***** Text provided

The same goes with my social life. I actually do like people. Despite what some of my social media posts seem to indicate. I just don’t understand why people would like me, when I detest myself so much most of the time. I’ll beat myself up for saying something that I thought was really stupid or ill thought out, or I’ll feel I may have offended someone I love or respect (although others would tell you they didn’t notice these apparently world ending situations). I dwell on situations and overthink things so much that I miss out on conversations by removing myself from the situation or make an excuse to depart. Then I hate myself again for being so selfish and self absorbed. Self destruction all over again.

I adore live music. I adore music. Live or not. But a gig is something special. A place where I have complete and utter focus for that few hours, a bit like when I’m delivering training. I’m in a zone, and during that time nothing else matters. I meet people, and feel glad about it. At the time. Then I go home and dwell on these meetings and conversations and convince myself I’ve said or done something to make them think I’m some sort of idiot. Back to square one.

**********
***** Information shown

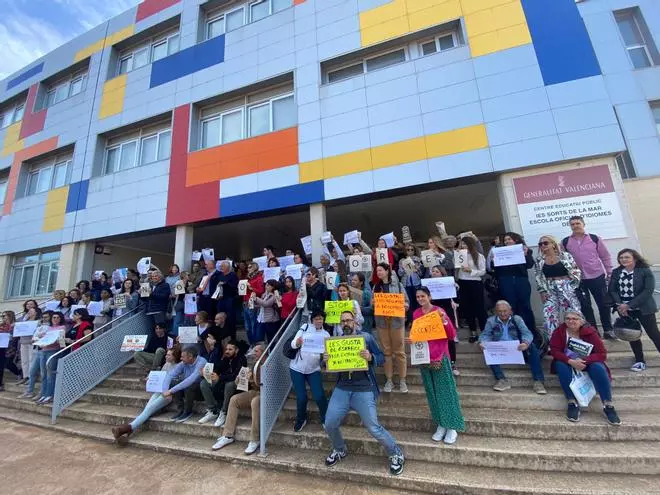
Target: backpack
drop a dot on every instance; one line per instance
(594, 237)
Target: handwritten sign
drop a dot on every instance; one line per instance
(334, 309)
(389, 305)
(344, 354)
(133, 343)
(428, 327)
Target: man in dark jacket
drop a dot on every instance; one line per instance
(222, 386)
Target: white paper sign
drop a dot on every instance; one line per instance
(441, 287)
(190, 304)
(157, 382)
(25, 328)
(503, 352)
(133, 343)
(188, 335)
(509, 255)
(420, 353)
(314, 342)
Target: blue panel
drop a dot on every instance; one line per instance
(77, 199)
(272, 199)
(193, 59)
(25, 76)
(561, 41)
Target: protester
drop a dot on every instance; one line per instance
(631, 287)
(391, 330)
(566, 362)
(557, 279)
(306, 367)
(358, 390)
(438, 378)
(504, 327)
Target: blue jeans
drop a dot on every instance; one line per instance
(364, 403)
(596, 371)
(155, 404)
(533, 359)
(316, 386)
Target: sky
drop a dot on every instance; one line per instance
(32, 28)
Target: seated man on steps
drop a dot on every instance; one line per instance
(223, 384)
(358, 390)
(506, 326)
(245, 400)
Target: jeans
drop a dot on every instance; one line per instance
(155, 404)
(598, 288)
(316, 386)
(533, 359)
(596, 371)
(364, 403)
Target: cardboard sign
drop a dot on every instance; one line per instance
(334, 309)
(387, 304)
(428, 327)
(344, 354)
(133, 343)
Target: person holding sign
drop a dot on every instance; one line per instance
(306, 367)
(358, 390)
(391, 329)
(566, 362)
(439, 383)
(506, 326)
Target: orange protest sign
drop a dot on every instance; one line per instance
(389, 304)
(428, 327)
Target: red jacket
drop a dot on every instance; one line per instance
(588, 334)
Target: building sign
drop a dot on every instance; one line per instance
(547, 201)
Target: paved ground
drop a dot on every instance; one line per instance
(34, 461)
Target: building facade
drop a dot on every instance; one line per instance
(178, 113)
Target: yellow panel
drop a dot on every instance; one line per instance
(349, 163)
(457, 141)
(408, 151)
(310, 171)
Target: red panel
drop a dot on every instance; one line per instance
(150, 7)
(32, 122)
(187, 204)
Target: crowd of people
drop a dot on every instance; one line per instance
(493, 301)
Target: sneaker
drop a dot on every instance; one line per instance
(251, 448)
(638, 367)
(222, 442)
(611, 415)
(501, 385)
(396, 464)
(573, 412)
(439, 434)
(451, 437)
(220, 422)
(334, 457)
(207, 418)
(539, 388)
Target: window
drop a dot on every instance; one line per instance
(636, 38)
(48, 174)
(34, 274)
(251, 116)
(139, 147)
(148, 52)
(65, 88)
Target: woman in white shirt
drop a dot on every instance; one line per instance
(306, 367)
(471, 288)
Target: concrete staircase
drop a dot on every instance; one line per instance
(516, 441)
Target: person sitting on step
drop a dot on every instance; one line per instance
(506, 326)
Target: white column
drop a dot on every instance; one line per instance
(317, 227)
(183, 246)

**********

# Exercise brief:
Please carry the personal piece on self-doubt and live music forward from its final sentence.

# Answer area:
I’m not naïve enough to think these feelings will ever go away fully. I would like to feel as if I was in a more even keel though. More in control. That I could go one week to the next without being on an unending rollercoaster. It’s been a weird few years. The hangover is overstaying it’s welcome though. I, and I’m sure many like me, just need to persevere and work through the techniques we’ve learned over the years and flatten out the dips. Easier said than done, but the only thing to do is beat the negativity demons and ride it out.

Anyway, that was all a bit self indulgent, but it was cathartic. Like any of my mental health blogs, these aren’t written for “poor me” responses, but just to highlight that we all have mental health, and sometimes, like your physical health, there are struggles. I’d want anyone feeling similar to know they are not alone. Hopefully some who read this will know I am here to talk if you need a non-judgemental ear, just preferably not by phone. I jest of course.

I suppose the nature of anxiety and depression is that when your are down, you are very self absorbed and selfish. So I’ll use this leaving quip as a bit of an apology to people around me who may have been treading on eggshells when I’ve been in a weird place recently..And also as a huge thank you to those who have borne the brunt of the resultant mood swings and negativity, who have not judged me but been there, understood and have helped out no end.

These times will pass, as will the feelings. If you are depressed or burdened by anxiety, know you are not alone. Know you are strong. And always know there is someone there to listen.

Samaritans – 24/7 – Call 116 123 – 365 days a year

2 Replies to “A Walking Contradiction – an exercise in self sabotage

  1. I like you. I like you a lot.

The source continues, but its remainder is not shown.